### What you have to do:
According to the maize passage below, what did B.M. Prasanna say should encourage farmers to adopt improved varieties?

### Provided passage:
Half of the maize-grown areas in sub-Saharan Africa are planted with improved maize varieties. The downside, however, is that popular varieties have been on the market for over 20 years.
According to the CIMMYT, a total of 60 000 tons of drought tolerant maize was produced in sub-Saharan Africa in 2015, on an area of 2.4 million hectares, affecting 6 million households.
The aim is to cover a total of 4.5 million ha in sub-Saharan Africa by 2020 with a total of 114 000 tons of modern varieties in the 12 targeted countries: Ethiopia, Kenya, Tanzania, Uganda, Malawi, South Africa, Zambia, Zimbabwe, Benin, Ghana, Mali and Nigeria.
Calling on African leaders
“Policy makers in national governments, funding organizations and regional bodies have been quite supportive of this important initiative,” said B.M. Prasanna, director of CIMMYT’s Global Maize Progamme.
He called on governments to strengthen the programme by enhancing agricultural research and development and to create environments to improve the maize value chain.
He said awareness, accessibility and affordability should encourage farmers to adopt improved varieties.
More than 100 research partners and funders are currently meeting in Kampala, Uganda, to discuss ways to enhance the programme.

### Information supplied:
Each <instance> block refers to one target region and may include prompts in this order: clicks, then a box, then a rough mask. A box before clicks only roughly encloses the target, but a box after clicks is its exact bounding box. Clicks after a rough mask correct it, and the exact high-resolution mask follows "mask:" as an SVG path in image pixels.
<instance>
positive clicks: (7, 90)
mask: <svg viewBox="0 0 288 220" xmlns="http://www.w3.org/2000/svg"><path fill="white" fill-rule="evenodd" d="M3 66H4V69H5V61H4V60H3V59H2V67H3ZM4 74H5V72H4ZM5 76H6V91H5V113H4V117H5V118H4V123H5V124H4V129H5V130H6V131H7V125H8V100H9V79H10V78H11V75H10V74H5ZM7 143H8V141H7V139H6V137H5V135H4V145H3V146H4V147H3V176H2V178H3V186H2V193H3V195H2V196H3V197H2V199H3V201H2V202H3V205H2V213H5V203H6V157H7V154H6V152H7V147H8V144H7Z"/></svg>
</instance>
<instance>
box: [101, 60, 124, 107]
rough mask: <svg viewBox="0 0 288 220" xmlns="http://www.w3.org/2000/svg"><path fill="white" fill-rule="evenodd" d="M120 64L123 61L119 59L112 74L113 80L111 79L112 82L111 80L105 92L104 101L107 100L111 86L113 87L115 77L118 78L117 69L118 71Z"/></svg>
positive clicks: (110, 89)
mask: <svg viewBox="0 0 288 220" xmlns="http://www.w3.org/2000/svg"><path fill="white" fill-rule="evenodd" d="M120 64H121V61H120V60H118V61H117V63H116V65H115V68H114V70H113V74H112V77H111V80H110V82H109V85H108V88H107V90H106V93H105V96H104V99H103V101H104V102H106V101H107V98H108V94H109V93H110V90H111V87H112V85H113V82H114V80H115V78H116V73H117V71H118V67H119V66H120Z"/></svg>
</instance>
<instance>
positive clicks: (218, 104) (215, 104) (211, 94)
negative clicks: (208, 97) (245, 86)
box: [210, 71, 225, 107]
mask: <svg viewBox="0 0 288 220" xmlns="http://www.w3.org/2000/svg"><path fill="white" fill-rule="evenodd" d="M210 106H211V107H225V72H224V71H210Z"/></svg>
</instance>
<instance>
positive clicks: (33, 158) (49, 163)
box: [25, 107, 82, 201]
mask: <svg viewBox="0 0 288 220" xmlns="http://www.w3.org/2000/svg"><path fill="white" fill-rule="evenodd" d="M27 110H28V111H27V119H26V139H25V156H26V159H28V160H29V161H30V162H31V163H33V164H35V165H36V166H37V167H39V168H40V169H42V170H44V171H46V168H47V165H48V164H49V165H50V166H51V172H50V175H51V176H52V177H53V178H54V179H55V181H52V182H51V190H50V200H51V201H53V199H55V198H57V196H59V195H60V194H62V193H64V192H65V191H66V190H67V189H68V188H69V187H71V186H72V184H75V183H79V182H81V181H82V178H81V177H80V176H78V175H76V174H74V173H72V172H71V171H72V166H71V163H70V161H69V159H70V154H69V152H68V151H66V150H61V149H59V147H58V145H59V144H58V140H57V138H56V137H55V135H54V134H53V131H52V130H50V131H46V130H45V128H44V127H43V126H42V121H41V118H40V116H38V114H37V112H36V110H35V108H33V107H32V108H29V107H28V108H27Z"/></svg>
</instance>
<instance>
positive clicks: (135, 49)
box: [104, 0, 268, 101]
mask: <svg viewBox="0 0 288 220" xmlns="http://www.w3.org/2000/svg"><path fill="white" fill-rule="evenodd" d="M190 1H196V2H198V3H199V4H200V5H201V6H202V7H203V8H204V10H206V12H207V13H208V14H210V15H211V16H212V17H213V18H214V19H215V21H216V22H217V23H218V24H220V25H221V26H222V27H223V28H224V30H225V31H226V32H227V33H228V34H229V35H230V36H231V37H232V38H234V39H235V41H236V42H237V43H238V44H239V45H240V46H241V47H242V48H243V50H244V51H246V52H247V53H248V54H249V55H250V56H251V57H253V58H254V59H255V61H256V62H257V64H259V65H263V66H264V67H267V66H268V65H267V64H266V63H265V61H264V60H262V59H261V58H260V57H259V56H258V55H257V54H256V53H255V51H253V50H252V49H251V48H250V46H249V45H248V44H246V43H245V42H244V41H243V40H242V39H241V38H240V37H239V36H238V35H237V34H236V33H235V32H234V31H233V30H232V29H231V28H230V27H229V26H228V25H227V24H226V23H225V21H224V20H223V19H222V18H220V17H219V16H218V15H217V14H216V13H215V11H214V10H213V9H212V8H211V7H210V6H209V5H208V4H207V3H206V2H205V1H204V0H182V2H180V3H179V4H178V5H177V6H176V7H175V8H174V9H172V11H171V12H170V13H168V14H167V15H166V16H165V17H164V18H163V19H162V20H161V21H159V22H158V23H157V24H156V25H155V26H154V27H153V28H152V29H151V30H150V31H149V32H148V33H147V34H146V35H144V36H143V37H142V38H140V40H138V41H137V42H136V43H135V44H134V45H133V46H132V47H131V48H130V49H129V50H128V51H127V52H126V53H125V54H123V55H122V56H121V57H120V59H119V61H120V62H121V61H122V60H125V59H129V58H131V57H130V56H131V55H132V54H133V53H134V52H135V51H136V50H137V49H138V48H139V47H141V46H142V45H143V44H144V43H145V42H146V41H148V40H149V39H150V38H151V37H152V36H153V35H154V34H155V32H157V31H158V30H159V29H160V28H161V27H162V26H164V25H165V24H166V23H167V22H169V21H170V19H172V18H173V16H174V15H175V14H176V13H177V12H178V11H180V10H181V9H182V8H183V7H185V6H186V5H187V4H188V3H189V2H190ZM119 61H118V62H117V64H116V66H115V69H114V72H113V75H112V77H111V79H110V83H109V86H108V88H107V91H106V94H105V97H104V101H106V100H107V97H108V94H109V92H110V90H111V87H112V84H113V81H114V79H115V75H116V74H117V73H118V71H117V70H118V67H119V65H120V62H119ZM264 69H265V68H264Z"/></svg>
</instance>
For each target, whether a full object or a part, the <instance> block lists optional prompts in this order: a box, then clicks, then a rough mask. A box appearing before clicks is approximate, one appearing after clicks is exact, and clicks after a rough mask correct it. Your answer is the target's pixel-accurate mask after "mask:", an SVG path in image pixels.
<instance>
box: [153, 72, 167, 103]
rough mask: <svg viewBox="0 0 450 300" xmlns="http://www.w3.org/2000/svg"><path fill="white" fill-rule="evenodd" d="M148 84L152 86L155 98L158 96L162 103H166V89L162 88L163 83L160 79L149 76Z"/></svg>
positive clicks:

### Written answer:
B.M. Prasanna said that awareness, accessibility and affordability should encourage farmers to adopt improved maize varieties.